__The problem__
Count how many lines of the records contain the word "black", treating case as significant, and give only that number.

____ Supplied entries

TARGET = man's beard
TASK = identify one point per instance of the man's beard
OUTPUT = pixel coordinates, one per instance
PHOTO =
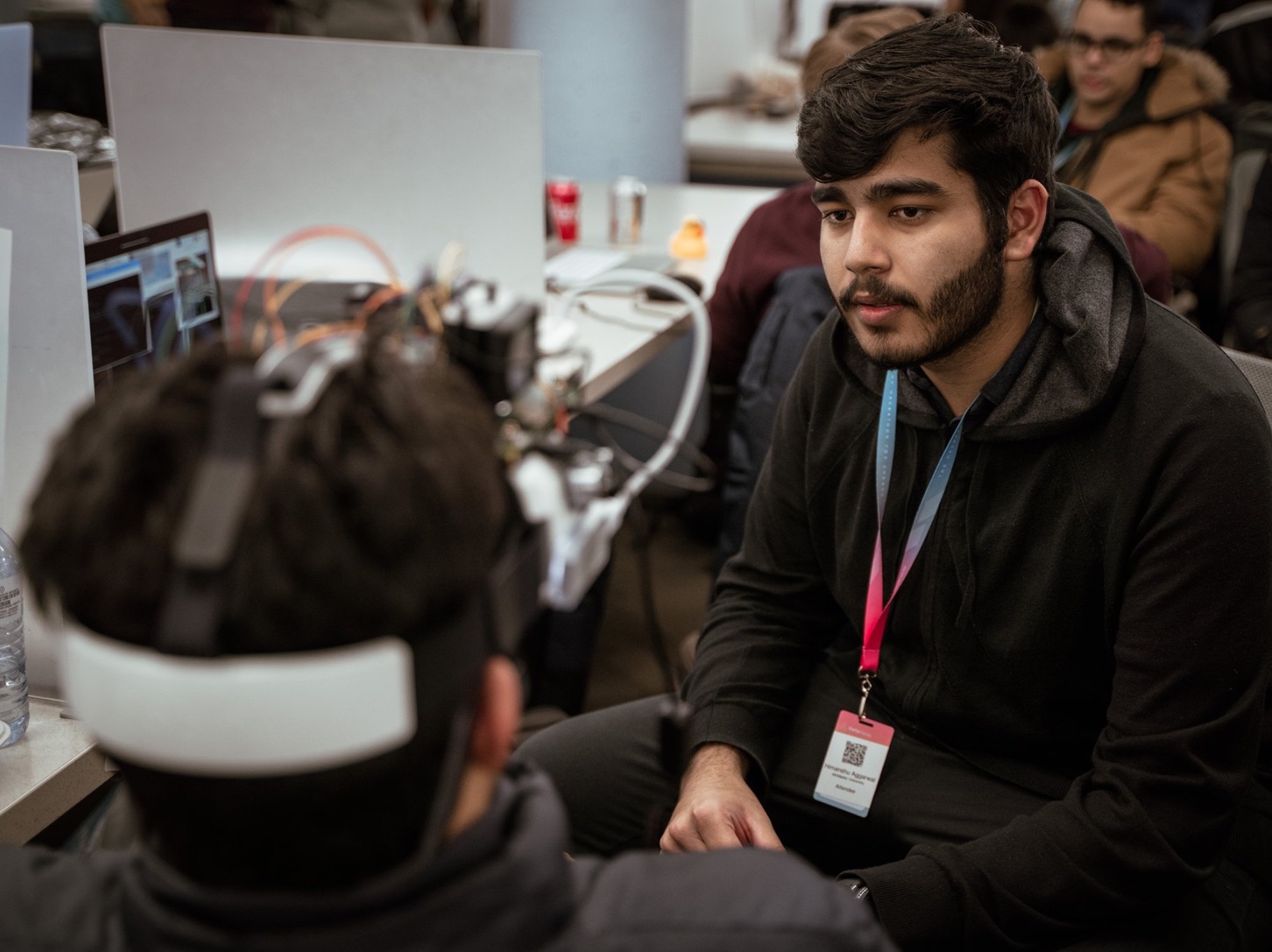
(959, 309)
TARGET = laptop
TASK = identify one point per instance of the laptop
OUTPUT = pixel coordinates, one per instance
(151, 295)
(14, 83)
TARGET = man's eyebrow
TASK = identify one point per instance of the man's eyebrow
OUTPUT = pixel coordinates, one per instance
(827, 193)
(884, 191)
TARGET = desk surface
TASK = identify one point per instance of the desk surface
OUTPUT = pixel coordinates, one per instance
(632, 332)
(46, 773)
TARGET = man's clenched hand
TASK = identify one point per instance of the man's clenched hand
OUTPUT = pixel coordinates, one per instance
(717, 808)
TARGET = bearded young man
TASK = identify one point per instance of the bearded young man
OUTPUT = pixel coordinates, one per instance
(1066, 693)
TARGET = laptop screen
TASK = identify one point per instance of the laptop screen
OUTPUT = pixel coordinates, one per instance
(151, 294)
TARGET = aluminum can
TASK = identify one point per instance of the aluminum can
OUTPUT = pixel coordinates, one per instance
(564, 207)
(626, 210)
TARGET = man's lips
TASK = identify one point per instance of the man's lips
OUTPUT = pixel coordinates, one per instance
(876, 312)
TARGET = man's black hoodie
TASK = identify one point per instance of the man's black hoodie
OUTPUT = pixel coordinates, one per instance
(1089, 618)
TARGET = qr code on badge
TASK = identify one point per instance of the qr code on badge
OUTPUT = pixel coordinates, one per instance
(854, 754)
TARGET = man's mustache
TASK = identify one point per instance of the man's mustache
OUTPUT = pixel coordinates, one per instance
(878, 289)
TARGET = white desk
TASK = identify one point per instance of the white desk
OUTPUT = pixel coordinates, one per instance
(726, 143)
(46, 773)
(639, 331)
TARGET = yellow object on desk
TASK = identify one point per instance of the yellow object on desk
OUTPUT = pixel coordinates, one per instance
(689, 241)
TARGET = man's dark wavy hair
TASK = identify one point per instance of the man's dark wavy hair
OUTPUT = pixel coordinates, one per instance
(943, 77)
(375, 514)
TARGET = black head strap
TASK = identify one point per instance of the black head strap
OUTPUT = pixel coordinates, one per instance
(210, 524)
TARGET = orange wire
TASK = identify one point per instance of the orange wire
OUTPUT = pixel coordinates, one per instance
(297, 238)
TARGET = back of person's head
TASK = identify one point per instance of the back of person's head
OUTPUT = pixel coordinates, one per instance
(944, 77)
(848, 37)
(375, 514)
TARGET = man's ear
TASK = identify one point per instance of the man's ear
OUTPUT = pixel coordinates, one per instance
(1027, 214)
(497, 715)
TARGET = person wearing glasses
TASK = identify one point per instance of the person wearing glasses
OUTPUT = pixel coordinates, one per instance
(1135, 133)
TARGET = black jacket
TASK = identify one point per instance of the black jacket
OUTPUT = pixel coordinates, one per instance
(1250, 305)
(1089, 617)
(505, 884)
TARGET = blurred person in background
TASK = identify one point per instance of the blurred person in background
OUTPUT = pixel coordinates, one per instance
(374, 527)
(1250, 305)
(1013, 536)
(783, 233)
(1135, 130)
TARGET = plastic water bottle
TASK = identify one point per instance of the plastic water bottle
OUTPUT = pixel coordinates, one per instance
(14, 709)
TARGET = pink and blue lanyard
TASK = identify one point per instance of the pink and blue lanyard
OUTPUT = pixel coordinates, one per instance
(878, 609)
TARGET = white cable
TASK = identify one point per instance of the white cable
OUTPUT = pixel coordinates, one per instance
(694, 383)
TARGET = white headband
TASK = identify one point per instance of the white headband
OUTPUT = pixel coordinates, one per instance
(246, 715)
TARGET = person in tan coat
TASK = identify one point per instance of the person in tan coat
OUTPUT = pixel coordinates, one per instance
(1136, 134)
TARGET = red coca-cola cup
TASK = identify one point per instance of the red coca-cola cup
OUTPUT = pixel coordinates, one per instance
(564, 207)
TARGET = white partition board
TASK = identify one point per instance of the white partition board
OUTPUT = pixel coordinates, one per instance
(50, 364)
(412, 144)
(6, 280)
(14, 83)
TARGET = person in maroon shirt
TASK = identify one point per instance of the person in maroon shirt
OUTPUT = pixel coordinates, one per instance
(783, 233)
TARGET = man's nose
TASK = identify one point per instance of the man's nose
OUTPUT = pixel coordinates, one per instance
(867, 250)
(1094, 55)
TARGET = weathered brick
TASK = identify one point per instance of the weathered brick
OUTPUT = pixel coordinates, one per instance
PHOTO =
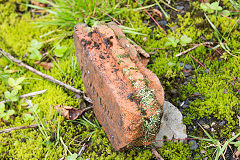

________

__Solution to the exercise__
6